THE PROBLEM → Which lines in the records below mention the word "yellow"? Copy each one out.

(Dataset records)

_____

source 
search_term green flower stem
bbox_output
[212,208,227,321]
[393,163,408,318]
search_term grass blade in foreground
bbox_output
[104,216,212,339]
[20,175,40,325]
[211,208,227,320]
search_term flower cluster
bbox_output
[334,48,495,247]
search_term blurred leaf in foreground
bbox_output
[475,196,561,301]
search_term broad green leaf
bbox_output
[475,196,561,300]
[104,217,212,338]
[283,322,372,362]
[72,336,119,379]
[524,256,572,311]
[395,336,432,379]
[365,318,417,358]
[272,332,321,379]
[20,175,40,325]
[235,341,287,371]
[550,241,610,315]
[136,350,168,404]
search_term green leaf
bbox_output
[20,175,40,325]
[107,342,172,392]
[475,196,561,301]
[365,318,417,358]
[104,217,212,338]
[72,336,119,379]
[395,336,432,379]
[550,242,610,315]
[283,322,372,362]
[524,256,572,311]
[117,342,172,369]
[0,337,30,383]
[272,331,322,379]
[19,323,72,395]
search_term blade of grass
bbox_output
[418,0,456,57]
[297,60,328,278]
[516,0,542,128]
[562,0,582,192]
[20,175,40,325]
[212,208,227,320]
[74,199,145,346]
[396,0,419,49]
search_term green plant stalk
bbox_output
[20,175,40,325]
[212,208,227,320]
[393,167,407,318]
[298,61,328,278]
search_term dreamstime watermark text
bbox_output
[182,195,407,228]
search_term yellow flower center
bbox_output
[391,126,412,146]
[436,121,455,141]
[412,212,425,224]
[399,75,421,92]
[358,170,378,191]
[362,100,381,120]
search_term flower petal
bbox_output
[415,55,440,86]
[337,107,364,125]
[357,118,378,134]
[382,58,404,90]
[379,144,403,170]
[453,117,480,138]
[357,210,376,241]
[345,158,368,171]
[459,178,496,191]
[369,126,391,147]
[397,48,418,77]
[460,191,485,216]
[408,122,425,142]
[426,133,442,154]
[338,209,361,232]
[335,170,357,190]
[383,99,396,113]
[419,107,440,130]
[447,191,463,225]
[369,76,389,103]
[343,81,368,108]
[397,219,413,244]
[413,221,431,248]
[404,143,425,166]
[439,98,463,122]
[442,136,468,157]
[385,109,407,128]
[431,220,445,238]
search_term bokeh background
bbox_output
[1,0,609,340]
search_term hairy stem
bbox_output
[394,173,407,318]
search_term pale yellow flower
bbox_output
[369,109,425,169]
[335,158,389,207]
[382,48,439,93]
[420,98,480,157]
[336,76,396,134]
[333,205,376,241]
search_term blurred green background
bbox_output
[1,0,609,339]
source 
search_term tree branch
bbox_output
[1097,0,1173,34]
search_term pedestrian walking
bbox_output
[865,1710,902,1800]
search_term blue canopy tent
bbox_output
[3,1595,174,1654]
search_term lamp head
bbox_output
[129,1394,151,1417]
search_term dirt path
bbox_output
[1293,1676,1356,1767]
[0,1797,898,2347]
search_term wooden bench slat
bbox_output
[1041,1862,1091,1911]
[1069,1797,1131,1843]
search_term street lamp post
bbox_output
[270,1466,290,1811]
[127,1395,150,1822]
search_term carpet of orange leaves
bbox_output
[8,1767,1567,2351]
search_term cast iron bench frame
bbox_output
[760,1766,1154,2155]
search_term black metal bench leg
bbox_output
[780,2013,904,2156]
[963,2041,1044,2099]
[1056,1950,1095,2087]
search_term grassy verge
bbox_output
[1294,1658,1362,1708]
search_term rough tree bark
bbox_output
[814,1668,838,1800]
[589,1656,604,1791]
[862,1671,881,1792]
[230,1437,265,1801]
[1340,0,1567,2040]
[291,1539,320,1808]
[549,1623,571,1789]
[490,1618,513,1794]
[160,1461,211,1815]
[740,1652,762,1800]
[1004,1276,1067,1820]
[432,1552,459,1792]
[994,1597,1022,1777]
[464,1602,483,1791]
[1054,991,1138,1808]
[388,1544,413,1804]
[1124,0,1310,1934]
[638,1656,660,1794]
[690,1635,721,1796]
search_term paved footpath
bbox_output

_____

RESULT BELOW →
search_term yellow flower center
search_term pale yellow flower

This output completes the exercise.